Antica Pizzeria Port 'Alba in Naples

Until about 1830, pizza was sold from open-air stands and street vendors out of pizza bakeries, a tradition that is still kept alive today by some pizzerie. Antica Pizzeria Port’Alba in Naples is widely regarded as the world's first pizzeria. They started producing pizzas for peddlers in 1738, but expanded to a pizza restaurant with chairs and tables in 1830, and still serve pizza from the same premises today.[2]

A description of pizza in Naples around 1830 is given by the French writer Alexandre Dumas, père in his work Le Corricolo, in which he wrote that pizza was the only food of the humble people in Naples during winter, and that "in Naples pizza is flavored with oil, lard, tallow, cheese, tomato, or anchovies."[3]

Authentic Neapolitan Pizza Marinara.

------

### [STATED TASK 1]
Change "Reviewer note" to "Annotator check" in the rows between the line holding "Reviewer note: confirm that every instance of the lake" and the line holding "<point>523,251</point>", inclusive, and return only those rows with everything else unchanged.

### [INPUT RECORDS]
------

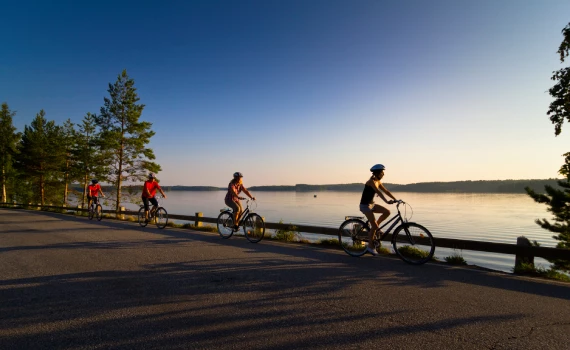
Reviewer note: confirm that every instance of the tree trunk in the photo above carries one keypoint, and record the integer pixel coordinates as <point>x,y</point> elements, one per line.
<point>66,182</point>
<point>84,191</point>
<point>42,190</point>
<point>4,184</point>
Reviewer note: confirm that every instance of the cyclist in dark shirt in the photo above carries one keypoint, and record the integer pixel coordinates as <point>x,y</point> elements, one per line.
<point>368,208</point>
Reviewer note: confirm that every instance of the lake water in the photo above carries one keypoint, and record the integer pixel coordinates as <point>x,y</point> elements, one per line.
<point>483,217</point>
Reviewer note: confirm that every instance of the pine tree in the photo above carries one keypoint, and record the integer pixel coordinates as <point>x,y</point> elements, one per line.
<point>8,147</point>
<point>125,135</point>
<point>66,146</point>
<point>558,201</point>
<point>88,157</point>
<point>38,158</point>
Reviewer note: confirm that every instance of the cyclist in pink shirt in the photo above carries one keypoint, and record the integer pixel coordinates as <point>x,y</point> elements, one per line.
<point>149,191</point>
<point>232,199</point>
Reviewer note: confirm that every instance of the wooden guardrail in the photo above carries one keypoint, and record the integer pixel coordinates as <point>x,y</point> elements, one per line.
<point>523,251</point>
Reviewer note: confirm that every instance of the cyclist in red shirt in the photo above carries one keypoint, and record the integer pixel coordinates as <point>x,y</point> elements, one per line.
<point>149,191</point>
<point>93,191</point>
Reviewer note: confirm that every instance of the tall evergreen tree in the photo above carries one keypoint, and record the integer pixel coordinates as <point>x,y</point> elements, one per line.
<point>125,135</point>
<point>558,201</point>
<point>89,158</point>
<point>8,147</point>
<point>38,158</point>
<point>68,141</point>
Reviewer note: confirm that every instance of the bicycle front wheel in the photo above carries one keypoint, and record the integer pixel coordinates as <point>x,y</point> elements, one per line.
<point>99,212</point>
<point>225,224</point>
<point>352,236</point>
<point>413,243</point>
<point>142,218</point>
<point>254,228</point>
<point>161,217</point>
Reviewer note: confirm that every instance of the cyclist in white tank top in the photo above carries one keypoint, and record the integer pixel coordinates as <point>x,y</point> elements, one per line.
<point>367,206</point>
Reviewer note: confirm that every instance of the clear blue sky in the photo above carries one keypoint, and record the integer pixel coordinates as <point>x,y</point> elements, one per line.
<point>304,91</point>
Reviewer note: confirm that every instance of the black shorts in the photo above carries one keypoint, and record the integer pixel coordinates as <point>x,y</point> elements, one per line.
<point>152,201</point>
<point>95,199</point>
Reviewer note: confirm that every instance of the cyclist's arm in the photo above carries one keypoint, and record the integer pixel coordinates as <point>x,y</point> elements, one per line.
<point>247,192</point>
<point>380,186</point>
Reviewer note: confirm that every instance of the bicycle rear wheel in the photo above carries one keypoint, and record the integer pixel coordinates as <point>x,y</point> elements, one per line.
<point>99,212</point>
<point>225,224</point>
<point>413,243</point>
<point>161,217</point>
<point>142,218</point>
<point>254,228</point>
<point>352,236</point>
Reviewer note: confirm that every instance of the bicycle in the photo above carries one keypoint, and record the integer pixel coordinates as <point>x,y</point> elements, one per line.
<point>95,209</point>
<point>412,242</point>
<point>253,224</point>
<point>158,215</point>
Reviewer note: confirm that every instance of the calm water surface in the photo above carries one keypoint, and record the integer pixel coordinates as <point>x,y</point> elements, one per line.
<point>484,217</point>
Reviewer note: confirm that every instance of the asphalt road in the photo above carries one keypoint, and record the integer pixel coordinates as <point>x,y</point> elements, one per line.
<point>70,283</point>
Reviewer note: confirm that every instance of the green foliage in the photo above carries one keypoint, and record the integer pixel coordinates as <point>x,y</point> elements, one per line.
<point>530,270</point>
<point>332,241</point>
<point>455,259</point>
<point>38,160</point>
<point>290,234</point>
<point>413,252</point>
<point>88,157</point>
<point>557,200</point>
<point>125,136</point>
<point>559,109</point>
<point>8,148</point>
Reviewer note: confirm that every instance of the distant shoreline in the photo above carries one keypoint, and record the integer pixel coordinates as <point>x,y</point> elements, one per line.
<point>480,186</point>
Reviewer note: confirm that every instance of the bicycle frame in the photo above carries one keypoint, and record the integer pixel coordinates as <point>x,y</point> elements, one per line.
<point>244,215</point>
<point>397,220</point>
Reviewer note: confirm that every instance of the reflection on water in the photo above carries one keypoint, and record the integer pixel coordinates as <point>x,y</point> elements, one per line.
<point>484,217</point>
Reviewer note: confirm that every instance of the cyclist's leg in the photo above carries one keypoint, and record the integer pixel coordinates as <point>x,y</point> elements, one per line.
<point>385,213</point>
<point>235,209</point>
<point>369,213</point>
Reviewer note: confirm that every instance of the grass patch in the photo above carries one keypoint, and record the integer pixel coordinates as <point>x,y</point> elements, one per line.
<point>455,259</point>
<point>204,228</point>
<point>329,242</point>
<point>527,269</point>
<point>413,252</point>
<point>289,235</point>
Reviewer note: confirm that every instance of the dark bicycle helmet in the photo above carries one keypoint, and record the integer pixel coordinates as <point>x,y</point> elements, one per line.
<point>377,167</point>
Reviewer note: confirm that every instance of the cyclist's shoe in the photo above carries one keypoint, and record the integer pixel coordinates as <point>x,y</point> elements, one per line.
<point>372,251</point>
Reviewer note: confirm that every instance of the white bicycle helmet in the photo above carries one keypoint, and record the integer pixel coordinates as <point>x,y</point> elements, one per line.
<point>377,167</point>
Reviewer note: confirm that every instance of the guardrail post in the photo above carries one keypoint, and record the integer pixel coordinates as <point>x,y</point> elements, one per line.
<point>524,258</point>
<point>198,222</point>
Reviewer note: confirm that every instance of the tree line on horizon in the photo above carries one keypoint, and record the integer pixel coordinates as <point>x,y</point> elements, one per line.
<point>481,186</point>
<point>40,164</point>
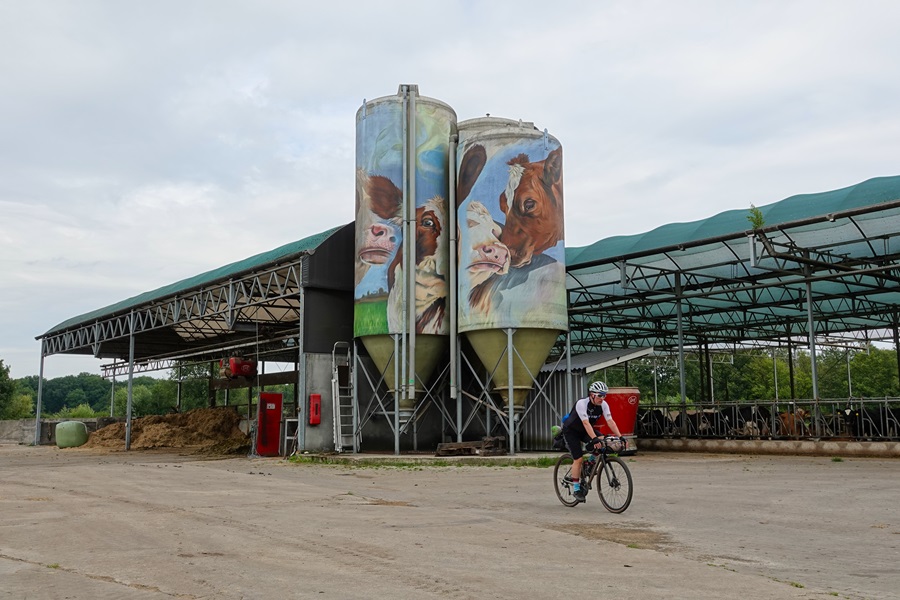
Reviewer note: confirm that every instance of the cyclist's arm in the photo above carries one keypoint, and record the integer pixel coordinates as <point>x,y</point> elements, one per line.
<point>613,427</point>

------

### [STATED TASK 2]
According to the pizza history text, in what year did Antica Pizzeria Port'Alba start producing pizzas for peddlers?

### [WRITTEN REPLY 1]
Annotator check: confirm that every instance of the lake water in the photo above carries one keypoint, and record the integer pixel coordinates as <point>x,y</point> elements, one per line.
<point>483,217</point>
Annotator check: confirm that every instance of the pine tree in the photo above carries one keypoint, and record the integer pixel coordinates as <point>x,y</point> elements, one per line.
<point>8,147</point>
<point>125,135</point>
<point>66,146</point>
<point>558,201</point>
<point>88,157</point>
<point>38,158</point>
Annotator check: confirm that every instance of the cyclist in pink shirt in the photo above carries one keypoint, and record the integer pixel coordinates as <point>x,y</point> elements, one per line.
<point>149,191</point>
<point>232,199</point>
Annotator check: confirm that every instance of the wooden guardrail in the photo above carries one keypoint, and record the integer pixel coordinates as <point>x,y</point> elements, one per line.
<point>523,251</point>

### [WRITTEN REPLY 2]
1738